┌─ Material for this task

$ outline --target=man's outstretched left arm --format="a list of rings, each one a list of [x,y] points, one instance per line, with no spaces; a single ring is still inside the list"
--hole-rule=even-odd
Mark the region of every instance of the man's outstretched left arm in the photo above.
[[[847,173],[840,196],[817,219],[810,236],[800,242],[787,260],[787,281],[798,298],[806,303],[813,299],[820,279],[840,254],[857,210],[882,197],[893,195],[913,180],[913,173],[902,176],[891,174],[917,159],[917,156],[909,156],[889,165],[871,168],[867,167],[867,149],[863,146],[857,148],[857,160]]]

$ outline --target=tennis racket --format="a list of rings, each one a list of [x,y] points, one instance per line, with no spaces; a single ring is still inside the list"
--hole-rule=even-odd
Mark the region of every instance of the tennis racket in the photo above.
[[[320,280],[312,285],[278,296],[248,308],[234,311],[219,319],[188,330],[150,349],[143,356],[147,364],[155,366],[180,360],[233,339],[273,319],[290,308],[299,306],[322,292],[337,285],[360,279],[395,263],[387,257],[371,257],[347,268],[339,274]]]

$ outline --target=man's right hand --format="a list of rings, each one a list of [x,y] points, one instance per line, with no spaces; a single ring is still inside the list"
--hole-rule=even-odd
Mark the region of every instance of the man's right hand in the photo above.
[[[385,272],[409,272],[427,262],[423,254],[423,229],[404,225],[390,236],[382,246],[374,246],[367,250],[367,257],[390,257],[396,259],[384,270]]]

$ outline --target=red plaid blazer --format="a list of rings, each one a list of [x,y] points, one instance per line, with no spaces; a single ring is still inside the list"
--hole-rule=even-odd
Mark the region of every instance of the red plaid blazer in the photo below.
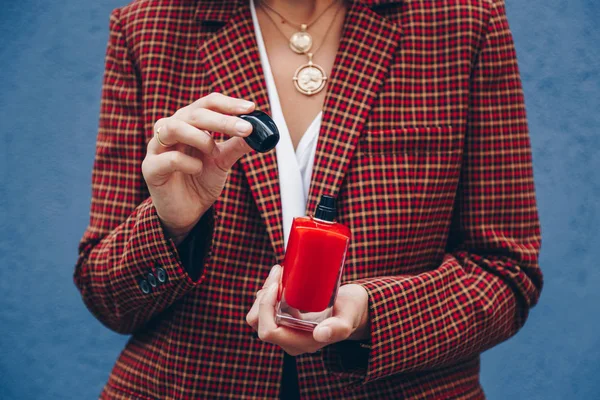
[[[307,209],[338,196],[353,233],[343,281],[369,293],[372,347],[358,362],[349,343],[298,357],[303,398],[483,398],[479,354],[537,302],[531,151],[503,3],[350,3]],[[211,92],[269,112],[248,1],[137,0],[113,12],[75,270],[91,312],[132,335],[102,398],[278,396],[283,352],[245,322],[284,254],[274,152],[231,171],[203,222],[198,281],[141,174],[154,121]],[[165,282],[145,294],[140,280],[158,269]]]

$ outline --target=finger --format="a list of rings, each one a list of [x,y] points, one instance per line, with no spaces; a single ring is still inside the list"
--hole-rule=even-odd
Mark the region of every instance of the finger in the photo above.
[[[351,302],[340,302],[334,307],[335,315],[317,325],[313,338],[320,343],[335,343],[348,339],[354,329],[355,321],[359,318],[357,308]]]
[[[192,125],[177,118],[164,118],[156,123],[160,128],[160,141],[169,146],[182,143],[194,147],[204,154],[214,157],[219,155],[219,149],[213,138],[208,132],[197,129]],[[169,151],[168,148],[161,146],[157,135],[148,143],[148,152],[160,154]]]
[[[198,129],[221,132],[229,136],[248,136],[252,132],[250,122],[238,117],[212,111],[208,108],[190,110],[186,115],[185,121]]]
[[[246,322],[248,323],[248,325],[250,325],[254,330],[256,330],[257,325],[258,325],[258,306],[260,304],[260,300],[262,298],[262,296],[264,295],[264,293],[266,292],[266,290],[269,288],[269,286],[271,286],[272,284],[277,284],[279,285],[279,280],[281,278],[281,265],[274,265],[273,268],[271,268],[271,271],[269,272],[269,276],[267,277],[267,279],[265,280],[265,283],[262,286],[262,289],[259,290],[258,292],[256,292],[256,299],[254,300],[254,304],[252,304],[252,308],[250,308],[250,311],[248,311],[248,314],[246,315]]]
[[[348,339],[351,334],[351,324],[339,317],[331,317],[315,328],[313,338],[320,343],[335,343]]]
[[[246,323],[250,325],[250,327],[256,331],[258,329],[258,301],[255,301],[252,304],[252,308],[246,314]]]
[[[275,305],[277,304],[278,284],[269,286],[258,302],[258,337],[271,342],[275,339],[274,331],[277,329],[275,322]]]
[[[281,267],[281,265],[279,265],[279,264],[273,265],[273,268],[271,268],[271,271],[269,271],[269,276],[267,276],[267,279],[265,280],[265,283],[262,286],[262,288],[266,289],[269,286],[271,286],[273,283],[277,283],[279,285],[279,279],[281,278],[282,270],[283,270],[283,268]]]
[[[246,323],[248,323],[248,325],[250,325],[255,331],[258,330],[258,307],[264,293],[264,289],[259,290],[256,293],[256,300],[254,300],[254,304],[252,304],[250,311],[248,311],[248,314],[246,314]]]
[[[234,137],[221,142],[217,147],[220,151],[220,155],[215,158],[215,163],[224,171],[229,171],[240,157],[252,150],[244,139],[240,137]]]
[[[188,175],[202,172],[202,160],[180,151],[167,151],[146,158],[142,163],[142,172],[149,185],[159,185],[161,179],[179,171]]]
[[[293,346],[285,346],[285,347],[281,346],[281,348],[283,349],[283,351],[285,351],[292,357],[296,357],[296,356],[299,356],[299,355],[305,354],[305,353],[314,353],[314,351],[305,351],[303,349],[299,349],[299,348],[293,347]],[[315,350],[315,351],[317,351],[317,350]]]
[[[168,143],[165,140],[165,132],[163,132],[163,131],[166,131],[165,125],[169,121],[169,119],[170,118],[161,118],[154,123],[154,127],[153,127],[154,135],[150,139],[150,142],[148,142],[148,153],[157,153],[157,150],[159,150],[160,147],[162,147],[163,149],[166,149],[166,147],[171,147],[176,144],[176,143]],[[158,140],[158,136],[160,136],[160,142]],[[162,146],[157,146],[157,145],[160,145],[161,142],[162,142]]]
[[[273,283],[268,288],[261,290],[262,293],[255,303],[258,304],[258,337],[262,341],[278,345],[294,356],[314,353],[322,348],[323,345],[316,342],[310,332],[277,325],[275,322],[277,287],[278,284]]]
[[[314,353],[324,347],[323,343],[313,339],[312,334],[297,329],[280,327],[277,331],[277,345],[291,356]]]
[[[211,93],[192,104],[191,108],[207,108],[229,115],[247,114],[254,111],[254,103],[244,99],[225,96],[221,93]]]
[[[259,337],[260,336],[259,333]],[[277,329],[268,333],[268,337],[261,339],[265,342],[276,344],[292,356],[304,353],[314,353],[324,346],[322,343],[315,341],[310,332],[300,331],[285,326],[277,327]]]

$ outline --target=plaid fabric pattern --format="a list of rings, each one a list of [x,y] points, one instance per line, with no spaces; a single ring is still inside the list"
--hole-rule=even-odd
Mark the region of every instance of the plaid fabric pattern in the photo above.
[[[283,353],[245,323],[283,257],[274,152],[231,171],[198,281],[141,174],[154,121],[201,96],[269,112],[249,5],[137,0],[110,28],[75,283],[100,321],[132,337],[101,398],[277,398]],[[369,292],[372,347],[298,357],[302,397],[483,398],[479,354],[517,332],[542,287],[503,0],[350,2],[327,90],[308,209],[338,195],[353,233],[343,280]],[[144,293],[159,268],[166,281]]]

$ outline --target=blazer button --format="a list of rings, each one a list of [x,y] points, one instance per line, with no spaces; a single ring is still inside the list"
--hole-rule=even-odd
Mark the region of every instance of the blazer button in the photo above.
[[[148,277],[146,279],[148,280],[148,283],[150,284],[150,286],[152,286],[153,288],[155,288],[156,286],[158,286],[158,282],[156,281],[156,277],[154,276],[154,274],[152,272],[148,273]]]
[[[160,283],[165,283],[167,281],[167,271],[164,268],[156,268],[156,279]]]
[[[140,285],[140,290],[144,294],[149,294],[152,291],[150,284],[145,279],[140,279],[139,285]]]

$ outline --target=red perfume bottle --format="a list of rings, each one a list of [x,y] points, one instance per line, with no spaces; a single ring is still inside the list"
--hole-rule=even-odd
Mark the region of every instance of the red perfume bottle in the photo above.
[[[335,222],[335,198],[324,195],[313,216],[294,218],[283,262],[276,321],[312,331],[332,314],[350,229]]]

└─
┌─ Material for this task

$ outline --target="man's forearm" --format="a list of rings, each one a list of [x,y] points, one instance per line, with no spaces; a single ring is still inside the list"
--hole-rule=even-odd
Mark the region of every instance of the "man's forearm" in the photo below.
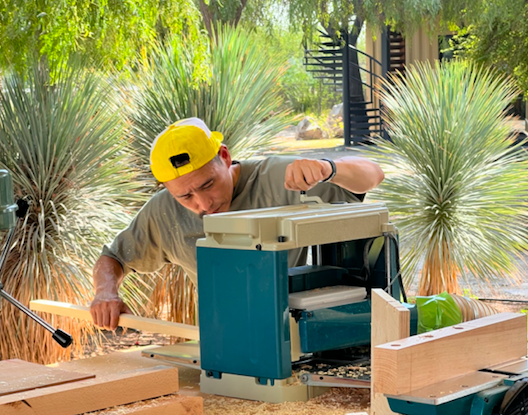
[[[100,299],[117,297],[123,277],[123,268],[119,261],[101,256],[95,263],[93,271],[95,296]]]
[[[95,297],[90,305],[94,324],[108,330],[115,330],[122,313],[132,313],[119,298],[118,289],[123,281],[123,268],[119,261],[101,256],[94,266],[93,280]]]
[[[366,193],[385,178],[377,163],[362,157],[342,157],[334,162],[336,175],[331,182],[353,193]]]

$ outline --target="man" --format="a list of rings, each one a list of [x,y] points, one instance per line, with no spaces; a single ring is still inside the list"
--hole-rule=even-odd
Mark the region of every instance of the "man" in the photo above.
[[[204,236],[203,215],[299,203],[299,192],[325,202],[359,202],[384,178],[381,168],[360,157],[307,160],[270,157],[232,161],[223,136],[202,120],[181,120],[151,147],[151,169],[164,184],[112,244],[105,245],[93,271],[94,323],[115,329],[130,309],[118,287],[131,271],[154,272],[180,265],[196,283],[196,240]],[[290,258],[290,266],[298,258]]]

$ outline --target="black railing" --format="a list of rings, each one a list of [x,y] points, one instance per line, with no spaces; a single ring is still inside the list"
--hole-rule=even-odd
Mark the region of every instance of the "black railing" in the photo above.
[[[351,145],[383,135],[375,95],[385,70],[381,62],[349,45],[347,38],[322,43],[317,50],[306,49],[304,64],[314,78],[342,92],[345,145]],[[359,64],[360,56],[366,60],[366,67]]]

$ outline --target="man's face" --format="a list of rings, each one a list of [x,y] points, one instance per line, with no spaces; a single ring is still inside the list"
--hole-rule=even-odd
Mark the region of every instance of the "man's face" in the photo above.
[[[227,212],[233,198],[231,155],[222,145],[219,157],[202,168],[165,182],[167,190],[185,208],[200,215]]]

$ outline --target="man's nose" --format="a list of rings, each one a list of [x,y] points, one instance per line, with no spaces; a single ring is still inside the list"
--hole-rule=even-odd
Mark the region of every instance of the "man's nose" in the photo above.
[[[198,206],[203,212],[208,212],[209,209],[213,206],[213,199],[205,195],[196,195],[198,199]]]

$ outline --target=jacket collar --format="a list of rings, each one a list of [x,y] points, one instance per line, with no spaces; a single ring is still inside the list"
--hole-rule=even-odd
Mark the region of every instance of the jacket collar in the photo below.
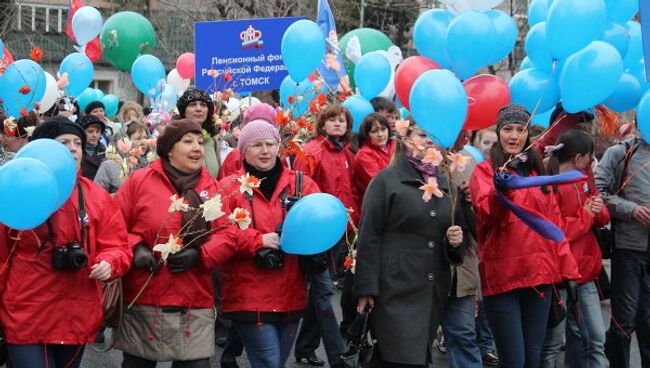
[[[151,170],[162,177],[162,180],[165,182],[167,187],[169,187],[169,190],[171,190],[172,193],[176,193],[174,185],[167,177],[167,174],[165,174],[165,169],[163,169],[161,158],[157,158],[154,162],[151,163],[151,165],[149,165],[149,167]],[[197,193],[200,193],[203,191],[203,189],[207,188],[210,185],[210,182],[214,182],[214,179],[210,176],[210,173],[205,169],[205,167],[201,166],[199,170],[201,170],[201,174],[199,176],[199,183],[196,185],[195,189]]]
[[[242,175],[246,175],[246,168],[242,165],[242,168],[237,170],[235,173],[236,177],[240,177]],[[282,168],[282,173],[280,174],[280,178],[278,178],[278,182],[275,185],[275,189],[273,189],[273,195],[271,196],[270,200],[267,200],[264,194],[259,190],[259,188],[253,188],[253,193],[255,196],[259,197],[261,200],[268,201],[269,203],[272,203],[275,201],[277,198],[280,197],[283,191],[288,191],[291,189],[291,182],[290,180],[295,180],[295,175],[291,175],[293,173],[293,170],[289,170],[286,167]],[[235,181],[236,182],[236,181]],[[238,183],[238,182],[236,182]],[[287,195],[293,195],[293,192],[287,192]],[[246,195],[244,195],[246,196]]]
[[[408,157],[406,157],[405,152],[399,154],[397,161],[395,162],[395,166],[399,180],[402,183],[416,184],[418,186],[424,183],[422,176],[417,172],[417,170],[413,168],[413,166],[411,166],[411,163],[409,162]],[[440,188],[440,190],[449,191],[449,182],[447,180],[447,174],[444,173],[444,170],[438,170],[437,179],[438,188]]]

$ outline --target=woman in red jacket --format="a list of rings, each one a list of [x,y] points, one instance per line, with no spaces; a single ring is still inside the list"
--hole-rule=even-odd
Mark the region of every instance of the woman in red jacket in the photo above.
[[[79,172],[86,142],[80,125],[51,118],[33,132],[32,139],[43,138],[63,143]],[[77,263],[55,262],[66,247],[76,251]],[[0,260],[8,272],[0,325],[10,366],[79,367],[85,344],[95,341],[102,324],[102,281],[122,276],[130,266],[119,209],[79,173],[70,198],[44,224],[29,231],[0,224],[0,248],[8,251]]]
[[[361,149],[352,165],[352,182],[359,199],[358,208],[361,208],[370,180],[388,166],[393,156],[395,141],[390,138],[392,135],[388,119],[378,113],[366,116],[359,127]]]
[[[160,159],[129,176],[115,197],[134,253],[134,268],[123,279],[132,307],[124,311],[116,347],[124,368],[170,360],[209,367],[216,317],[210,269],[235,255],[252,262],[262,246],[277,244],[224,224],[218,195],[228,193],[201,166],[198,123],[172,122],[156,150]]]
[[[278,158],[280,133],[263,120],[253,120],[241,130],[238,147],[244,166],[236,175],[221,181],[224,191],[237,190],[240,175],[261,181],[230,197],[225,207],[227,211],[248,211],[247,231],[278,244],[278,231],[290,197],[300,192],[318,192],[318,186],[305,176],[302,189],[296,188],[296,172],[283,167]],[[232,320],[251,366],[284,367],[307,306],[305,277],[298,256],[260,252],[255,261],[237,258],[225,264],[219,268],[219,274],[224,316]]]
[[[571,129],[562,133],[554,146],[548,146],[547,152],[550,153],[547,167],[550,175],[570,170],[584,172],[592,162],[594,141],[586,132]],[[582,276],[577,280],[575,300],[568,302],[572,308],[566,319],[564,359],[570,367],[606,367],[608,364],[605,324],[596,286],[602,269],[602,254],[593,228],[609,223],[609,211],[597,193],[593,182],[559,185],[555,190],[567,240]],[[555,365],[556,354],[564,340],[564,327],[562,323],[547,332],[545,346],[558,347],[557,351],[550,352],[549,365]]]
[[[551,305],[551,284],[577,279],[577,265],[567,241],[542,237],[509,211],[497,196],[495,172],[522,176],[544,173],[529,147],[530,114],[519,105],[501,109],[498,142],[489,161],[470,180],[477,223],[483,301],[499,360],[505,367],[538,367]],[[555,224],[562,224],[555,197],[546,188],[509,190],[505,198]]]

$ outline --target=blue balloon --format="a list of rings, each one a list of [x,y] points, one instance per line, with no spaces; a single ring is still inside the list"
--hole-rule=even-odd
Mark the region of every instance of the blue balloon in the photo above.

└─

[Problem to solve]
With the line that has "outline --target=blue balloon" as the first and the line that has "Mark the region of every instance of the blue" as the last, repeat exactly that run of lines above and no more.

[Solution to this exercise]
$ outline --target=blue balloon --format="a list of rings, each one a list of [x,y] points, one instance per line, with no spaces; a single ring is still inside the list"
--hole-rule=even-odd
Mark the region of every instance of the blue balloon in the photo above.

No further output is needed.